[Image-grounded pointing data]
:::::
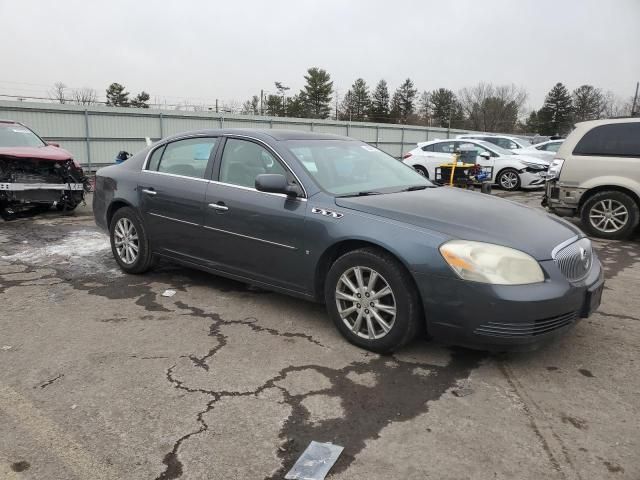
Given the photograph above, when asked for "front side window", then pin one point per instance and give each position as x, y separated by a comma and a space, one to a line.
343, 167
14, 135
243, 161
552, 147
188, 157
615, 139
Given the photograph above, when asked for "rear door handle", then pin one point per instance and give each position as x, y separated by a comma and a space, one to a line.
219, 206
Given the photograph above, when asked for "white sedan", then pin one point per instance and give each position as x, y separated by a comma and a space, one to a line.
545, 150
510, 171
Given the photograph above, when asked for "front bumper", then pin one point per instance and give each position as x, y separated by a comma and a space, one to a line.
561, 199
505, 317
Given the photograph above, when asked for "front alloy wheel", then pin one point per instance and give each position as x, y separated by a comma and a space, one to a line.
129, 242
366, 303
373, 301
126, 241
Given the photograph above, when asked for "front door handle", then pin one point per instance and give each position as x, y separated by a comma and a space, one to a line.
219, 206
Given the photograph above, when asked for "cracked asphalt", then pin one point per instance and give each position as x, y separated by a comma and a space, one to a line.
101, 377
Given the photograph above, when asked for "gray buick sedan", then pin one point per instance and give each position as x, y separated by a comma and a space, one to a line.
335, 220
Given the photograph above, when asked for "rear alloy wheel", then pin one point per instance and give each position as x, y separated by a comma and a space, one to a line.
509, 179
421, 170
129, 243
372, 300
610, 214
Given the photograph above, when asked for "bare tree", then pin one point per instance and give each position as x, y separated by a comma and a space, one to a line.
58, 92
84, 96
492, 108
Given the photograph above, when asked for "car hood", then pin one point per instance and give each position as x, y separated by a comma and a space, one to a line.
470, 216
48, 152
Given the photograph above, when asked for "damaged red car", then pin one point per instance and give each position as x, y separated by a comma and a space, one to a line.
36, 175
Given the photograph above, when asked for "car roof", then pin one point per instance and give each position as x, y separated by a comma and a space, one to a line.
263, 134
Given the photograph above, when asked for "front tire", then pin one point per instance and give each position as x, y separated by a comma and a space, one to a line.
372, 300
610, 214
509, 179
129, 242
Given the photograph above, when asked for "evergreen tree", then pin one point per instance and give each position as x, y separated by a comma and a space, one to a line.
379, 111
445, 106
588, 103
532, 125
116, 96
140, 101
403, 102
357, 102
317, 93
556, 115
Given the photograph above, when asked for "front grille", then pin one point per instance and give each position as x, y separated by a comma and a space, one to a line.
575, 259
526, 329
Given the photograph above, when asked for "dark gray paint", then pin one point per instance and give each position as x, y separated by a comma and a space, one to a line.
275, 241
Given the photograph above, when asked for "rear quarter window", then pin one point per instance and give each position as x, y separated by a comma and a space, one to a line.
613, 140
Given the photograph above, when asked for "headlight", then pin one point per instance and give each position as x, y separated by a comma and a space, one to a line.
555, 168
488, 263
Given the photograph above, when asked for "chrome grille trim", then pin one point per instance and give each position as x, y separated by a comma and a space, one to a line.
575, 259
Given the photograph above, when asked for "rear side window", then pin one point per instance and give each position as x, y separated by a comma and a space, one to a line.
615, 139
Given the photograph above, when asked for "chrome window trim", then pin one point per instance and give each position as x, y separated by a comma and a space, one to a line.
268, 147
174, 219
155, 172
251, 238
564, 244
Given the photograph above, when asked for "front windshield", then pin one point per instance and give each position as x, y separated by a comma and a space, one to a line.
14, 135
493, 147
343, 167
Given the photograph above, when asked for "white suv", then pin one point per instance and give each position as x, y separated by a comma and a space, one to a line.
510, 171
596, 175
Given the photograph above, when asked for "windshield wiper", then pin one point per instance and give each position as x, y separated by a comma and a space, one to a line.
360, 194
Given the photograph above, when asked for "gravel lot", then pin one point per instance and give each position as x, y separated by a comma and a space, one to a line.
103, 378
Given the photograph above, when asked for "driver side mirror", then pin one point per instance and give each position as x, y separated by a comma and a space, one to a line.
276, 183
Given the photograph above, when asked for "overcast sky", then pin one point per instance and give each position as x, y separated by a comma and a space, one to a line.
230, 50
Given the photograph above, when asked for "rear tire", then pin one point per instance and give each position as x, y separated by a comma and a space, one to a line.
380, 315
610, 214
129, 242
509, 179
:::::
EXERCISE REQUIREMENTS: Reproduce the entries above word for word. Pictures stay out.

REPLY TO THE EXERCISE:
Given the photograph above, when asked for "front side window", then pin one point per instance and give each position as x, y separated by a comma and a space, one to a line.
343, 167
14, 135
243, 161
552, 147
188, 157
615, 139
Given the photograph above, when asked for "rear door handle", then pin one point per instance and give each position as x, y separated by a comma and a space, one to a line.
219, 206
Given the photograph above, when asked for "white sedan", then pin one point per instance and give each position as x, y separated by a comma and a space, one to a line.
545, 150
510, 171
Given the photograph above, when asked for "front bumper", then pin one point per instance and give each position as x, y separated by a comma and a space, one to a line.
561, 199
505, 317
Given the photograph above, when asked for "front alloy wheel", then pin one point per instance and give each position as x, y separated by a comma and a space, one to a line.
129, 242
366, 303
373, 301
126, 241
Given the photograph above, when asked for "front door handle", then pin one point per instance and give each position as x, y separated by a comma and a space, one to a line.
219, 206
Given the photograph above, when asked for "cracked asphalt", then pin one point per instance and give each position as x, y separated by a comma and a space, one to a line.
101, 377
Given the photograph above, when asked for "gray buick sedan", then pin one point per instance and give each position as x, y separated by a comma and a space, one to a line.
335, 220
Given the photograph above, when asked for "rear alloy wheel", then pin one point per instance and give each position as x, y separated by a comma and a space, one to a line.
509, 179
421, 170
129, 243
372, 300
610, 214
Given the photograph above, when asked for "bare tree", then pin one point per instance and give each position as x, y separated by a comma and a space, one to a line.
58, 92
84, 96
492, 108
Given the photograph above, when asked for "car hood", then pin one point per instance and give each position as x, y separated by a comma and a space, one to a line.
470, 216
48, 152
Given the photograph above, when asked for "damaged red car", then pin one point per instance and give each position as x, y separated by a comma and a space, one to a line.
36, 175
Given the photograph above, when asked for "car roof", then pin one point per instance and give each position as x, y separated by a comma and a space, one to a line.
263, 134
Given the photograph above, when asked for "front tire", then pin one point per instance and give each position as x, y separated by a comma and a space, one to a line.
372, 300
610, 214
509, 179
129, 242
Given the photograph above, when asked for "evergreen tree", then pin one point per instance and give each position as x, y separated by a comma and a space, one to a line.
379, 111
445, 106
588, 103
532, 125
116, 96
140, 101
403, 102
357, 102
317, 93
556, 115
Given the photograph above, when asked for "front grille", then pin one point per instance and give each position as x, y separated by a comma and a space, one to a line.
575, 259
526, 329
Given the photograph above, when asked for "dark gray paint", then pin one point per instance and give each position as x, y separated by a comma and a space, one to a line.
275, 241
Given the photograph above, when asked for "rear quarter window", then pin one point per instance and give each position as x, y separated by a comma and a space, one to a line.
613, 140
Given the photograph above, when asked for "headlight", then pin one point per instance and give each position as x, y separated by a comma and a space, one to a line.
555, 168
488, 263
Given the photograph above, when asked for "chrome grille trim", then pin one point per instance and give each position as x, y separated by a comma and a space, one to a line.
575, 259
Given the photograph above, when asked for "rear side window", then pin one point per instance and give each position as x, y separated by a comma and a space, one to a line.
615, 139
Given the photograph above, when asked for "chrome window trim", then pin one point per instance and give each position as x, y separated by a comma and a space, one to a line.
268, 147
174, 219
155, 172
251, 238
564, 244
Given the photograph above, when asked for "front windshield", then pin one point per instance and give each position as x, y separated by a comma and a space, one to a line.
14, 135
493, 147
343, 167
Given the photograph above, when asked for "white suv", then pin one point per instance and give each position as x, y separated by a comma and a space, one to a line.
510, 171
596, 175
Given the photograph above, when asked for "windshield wiper", then pin one point per instance and give each position as x, y separated by a comma and a space, one to a line.
360, 194
Given the photograph above, when asked for "gravel lot", then pin one point per instance and give each position as x, y separated by a comma and a space, one to a line.
103, 378
Given the photograph above, when asked for "driver side mirror", then pin one point per instance and give each position as x, y separated by a comma and a space, one to a line.
276, 183
Given the photograph above, when asked for "overcast sky", then pin one point per instance and give each position as x, y separated by a comma and a space, one to a line.
230, 50
Given the photograph above, when asked for "rear tire", then pin one point per instance and give each position as x, y separated by a comma and a space, one to a line.
380, 315
610, 214
129, 242
509, 179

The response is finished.